Select every line below that contains the string "wooden" and copy each one out in full.

Exercise materials:
╭──

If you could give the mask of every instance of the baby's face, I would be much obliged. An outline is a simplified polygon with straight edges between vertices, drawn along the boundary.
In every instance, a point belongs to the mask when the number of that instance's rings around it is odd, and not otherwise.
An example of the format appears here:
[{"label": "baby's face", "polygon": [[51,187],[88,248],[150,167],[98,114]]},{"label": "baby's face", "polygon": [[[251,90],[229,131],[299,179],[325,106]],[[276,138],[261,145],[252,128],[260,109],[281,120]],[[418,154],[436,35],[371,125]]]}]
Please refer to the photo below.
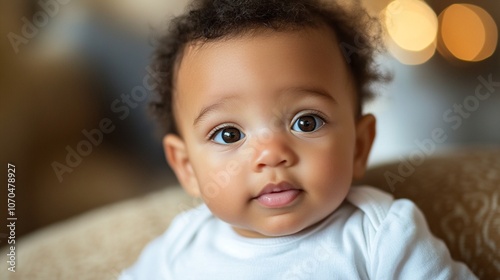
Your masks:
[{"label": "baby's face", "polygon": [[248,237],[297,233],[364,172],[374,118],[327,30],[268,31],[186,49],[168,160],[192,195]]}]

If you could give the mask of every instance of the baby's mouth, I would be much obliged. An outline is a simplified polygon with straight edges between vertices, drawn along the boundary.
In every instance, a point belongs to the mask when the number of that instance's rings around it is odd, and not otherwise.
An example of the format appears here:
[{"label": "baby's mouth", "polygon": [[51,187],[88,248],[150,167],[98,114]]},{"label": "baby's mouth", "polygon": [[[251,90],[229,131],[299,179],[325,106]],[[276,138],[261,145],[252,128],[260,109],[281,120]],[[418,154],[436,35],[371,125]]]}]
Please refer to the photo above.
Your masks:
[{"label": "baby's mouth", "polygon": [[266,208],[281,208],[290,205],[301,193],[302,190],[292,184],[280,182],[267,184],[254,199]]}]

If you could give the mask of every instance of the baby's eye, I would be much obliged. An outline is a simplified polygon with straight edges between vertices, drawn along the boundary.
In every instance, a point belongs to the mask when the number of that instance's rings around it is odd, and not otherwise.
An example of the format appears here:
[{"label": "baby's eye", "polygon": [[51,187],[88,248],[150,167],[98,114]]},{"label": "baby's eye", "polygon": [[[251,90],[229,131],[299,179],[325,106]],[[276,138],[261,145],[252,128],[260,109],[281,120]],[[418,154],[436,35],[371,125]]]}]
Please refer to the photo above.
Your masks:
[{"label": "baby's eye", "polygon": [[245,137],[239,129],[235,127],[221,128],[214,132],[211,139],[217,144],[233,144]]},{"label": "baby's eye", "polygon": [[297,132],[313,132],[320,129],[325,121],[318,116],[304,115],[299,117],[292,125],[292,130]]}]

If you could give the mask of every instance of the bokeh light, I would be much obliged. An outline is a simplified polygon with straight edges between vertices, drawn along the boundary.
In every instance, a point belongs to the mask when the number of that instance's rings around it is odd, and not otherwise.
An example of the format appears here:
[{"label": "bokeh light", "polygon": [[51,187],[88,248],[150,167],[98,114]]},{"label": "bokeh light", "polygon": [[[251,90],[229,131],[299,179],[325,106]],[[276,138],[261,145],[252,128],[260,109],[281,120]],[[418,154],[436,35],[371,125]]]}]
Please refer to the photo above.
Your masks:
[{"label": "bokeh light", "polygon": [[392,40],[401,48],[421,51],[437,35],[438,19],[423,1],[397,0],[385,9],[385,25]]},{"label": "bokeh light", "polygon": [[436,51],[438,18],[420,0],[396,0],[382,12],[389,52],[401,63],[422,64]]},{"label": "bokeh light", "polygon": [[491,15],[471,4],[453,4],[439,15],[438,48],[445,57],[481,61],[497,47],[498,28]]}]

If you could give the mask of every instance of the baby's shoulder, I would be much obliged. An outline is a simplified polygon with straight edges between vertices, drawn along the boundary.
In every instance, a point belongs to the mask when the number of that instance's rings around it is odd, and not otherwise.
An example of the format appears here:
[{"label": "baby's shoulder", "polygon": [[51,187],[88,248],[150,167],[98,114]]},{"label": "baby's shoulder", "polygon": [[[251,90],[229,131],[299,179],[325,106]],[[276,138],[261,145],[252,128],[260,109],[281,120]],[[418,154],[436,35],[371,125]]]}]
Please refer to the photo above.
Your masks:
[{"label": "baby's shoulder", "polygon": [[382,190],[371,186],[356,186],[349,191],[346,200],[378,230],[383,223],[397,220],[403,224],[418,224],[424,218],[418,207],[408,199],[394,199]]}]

╰──
╭──

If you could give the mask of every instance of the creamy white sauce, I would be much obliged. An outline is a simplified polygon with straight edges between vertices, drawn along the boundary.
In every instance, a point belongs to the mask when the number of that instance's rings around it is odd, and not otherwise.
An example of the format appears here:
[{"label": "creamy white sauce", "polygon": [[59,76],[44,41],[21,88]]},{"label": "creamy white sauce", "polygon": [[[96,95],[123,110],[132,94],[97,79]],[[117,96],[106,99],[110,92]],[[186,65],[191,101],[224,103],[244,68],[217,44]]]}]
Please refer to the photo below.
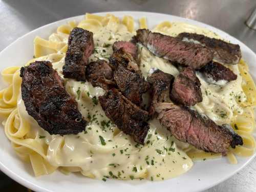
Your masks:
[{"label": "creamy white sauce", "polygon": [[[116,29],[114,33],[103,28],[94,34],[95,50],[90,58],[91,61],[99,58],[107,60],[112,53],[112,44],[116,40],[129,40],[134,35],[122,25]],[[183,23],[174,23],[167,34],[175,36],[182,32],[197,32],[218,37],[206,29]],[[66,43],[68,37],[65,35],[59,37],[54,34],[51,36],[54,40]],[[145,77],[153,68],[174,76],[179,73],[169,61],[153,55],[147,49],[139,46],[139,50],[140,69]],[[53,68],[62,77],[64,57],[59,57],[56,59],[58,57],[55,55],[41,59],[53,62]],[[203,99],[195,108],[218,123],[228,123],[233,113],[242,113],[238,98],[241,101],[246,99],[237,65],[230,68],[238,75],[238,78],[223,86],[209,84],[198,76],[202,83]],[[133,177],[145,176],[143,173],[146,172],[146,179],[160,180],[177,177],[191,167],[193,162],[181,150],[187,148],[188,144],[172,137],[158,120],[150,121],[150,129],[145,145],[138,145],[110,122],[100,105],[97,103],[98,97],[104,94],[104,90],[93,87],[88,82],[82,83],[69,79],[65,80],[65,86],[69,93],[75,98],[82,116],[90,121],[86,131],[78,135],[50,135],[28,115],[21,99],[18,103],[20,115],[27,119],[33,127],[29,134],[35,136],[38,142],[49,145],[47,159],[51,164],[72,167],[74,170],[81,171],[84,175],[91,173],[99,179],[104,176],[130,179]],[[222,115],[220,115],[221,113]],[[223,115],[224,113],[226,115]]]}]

╰──
╭──

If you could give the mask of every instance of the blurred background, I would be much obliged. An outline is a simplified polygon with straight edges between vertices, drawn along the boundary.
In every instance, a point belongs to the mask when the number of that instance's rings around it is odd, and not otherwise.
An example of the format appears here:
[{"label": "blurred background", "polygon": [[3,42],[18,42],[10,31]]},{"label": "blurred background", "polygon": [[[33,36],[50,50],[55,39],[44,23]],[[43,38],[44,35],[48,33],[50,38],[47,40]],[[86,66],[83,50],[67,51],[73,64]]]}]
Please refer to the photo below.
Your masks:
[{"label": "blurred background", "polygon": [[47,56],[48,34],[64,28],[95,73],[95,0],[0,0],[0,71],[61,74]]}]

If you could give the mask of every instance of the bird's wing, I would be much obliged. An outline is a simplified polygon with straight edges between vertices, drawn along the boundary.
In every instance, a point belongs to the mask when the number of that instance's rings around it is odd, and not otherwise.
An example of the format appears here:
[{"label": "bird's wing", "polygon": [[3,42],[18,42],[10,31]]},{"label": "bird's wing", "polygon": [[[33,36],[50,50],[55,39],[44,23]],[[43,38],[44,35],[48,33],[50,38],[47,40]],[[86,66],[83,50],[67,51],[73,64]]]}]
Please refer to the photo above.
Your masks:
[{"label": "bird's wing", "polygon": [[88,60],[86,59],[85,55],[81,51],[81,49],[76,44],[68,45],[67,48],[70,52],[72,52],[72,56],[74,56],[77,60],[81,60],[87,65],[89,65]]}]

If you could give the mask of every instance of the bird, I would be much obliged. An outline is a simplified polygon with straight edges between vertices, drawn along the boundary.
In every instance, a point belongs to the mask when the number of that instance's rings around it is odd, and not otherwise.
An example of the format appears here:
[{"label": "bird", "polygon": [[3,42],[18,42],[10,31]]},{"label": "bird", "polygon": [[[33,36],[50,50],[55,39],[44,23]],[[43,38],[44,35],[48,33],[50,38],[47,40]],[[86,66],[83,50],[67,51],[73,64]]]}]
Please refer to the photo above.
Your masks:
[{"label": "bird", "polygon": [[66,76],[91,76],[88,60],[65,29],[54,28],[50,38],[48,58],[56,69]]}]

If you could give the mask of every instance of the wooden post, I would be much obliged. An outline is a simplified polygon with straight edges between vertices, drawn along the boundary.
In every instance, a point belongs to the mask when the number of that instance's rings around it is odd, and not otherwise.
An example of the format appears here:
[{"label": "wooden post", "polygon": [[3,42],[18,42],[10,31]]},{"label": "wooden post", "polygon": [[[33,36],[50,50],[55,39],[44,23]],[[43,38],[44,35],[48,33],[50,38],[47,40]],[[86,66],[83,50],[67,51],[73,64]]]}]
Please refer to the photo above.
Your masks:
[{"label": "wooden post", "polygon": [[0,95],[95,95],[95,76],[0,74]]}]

╰──

Completed exercise:
If you could give the mask of every instance of the wooden post, I would be much obliged. An outline is a simplified polygon with straight edges between vertices, drawn along the boundary.
[{"label": "wooden post", "polygon": [[3,42],[18,42],[10,31]]},{"label": "wooden post", "polygon": [[[33,36],[50,50],[55,39],[44,23]],[[43,38],[44,35],[48,33],[50,38],[47,40]],[[86,66],[83,50],[67,51],[73,64]]]}]
[{"label": "wooden post", "polygon": [[0,95],[95,95],[95,76],[0,74]]}]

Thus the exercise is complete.